» **What you are asked to do**: What you give back must match the data exactly, minus the pictures.

» **Information given**:
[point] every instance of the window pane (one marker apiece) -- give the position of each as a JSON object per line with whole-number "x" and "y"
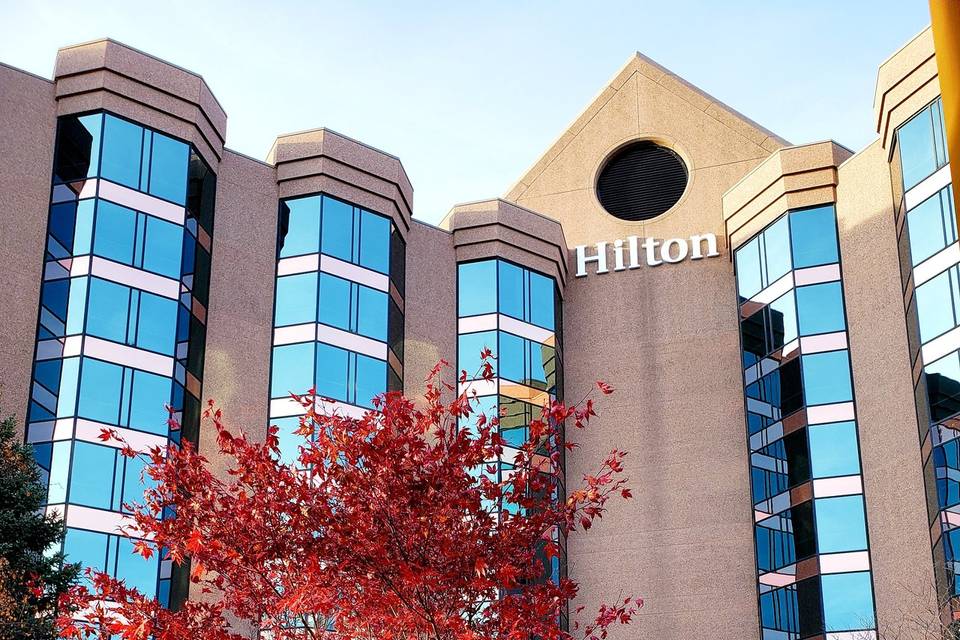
{"x": 511, "y": 290}
{"x": 292, "y": 369}
{"x": 113, "y": 235}
{"x": 372, "y": 314}
{"x": 834, "y": 449}
{"x": 748, "y": 269}
{"x": 148, "y": 402}
{"x": 157, "y": 328}
{"x": 511, "y": 357}
{"x": 841, "y": 524}
{"x": 302, "y": 233}
{"x": 814, "y": 234}
{"x": 163, "y": 247}
{"x": 541, "y": 301}
{"x": 168, "y": 170}
{"x": 820, "y": 308}
{"x": 783, "y": 321}
{"x": 332, "y": 372}
{"x": 826, "y": 377}
{"x": 374, "y": 242}
{"x": 107, "y": 315}
{"x": 337, "y": 236}
{"x": 296, "y": 299}
{"x": 135, "y": 570}
{"x": 477, "y": 288}
{"x": 91, "y": 475}
{"x": 100, "y": 391}
{"x": 776, "y": 240}
{"x": 935, "y": 306}
{"x": 334, "y": 301}
{"x": 847, "y": 601}
{"x": 918, "y": 159}
{"x": 470, "y": 347}
{"x": 925, "y": 227}
{"x": 86, "y": 547}
{"x": 371, "y": 379}
{"x": 122, "y": 141}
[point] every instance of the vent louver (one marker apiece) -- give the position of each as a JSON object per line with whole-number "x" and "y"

» **Result of the exercise**:
[point] every instance of the window pane (one marker apiece) -- give the position of each as a JSON object per line with whole-number "x" and "y"
{"x": 511, "y": 290}
{"x": 292, "y": 369}
{"x": 113, "y": 235}
{"x": 372, "y": 314}
{"x": 834, "y": 449}
{"x": 748, "y": 269}
{"x": 148, "y": 402}
{"x": 157, "y": 328}
{"x": 511, "y": 357}
{"x": 841, "y": 524}
{"x": 302, "y": 233}
{"x": 814, "y": 234}
{"x": 163, "y": 247}
{"x": 541, "y": 301}
{"x": 168, "y": 170}
{"x": 820, "y": 308}
{"x": 783, "y": 321}
{"x": 332, "y": 372}
{"x": 826, "y": 377}
{"x": 374, "y": 242}
{"x": 107, "y": 315}
{"x": 337, "y": 236}
{"x": 296, "y": 299}
{"x": 135, "y": 570}
{"x": 477, "y": 288}
{"x": 91, "y": 475}
{"x": 100, "y": 391}
{"x": 776, "y": 240}
{"x": 935, "y": 306}
{"x": 334, "y": 301}
{"x": 847, "y": 601}
{"x": 918, "y": 159}
{"x": 470, "y": 347}
{"x": 925, "y": 227}
{"x": 86, "y": 547}
{"x": 371, "y": 379}
{"x": 122, "y": 141}
[point] every instance of the vent louver (one marker apiece) -- give the position of each as a JSON object per line with whole-number "x" and "y"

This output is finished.